▸ **Work instructions**
Filter the rows below and copy each line that contains the string "black".

# start of Given records

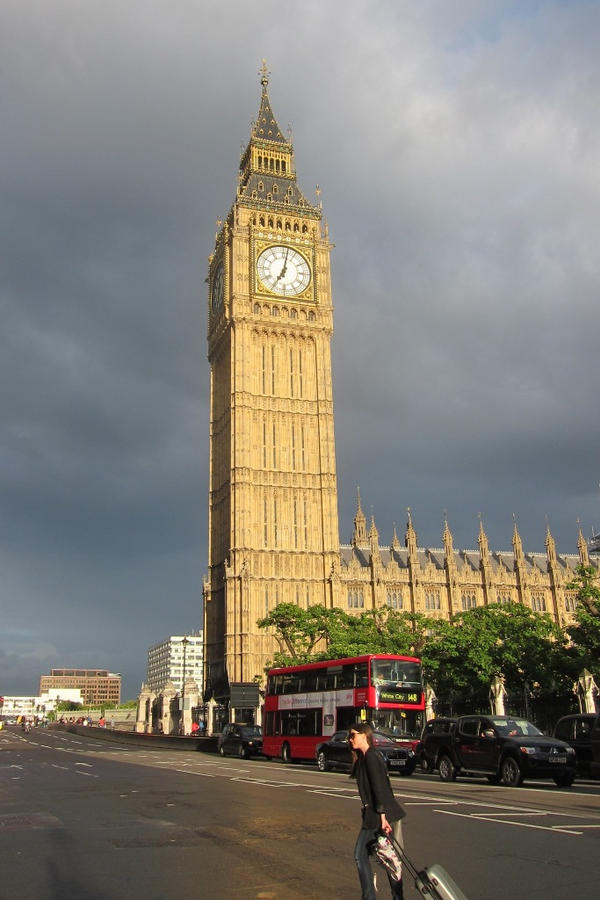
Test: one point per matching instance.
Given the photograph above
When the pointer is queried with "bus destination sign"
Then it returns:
(392, 694)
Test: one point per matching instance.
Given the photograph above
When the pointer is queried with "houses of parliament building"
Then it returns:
(273, 510)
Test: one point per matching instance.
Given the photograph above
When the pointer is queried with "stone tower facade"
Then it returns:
(273, 513)
(273, 519)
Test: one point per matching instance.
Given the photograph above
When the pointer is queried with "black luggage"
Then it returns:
(433, 881)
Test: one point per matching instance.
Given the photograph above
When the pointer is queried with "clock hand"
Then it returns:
(284, 268)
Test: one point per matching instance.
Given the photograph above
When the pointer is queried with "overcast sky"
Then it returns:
(456, 145)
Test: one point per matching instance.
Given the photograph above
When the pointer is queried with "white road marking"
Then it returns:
(558, 828)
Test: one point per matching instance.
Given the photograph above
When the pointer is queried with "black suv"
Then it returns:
(577, 731)
(336, 753)
(240, 740)
(428, 747)
(503, 748)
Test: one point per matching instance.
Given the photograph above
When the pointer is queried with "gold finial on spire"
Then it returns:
(264, 74)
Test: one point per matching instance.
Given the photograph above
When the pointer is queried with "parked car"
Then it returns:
(240, 740)
(577, 731)
(336, 753)
(504, 748)
(428, 748)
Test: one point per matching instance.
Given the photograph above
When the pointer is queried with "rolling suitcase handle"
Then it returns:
(433, 881)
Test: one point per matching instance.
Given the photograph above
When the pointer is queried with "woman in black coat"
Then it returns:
(380, 811)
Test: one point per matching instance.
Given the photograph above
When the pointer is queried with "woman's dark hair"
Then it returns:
(361, 728)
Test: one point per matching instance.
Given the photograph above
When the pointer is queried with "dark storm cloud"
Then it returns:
(456, 146)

# end of Given records

▸ **Response**
When the pointer is queried with "black luggage"
When the pointer is queried with "black suv"
When the pointer is queried with "woman in black coat"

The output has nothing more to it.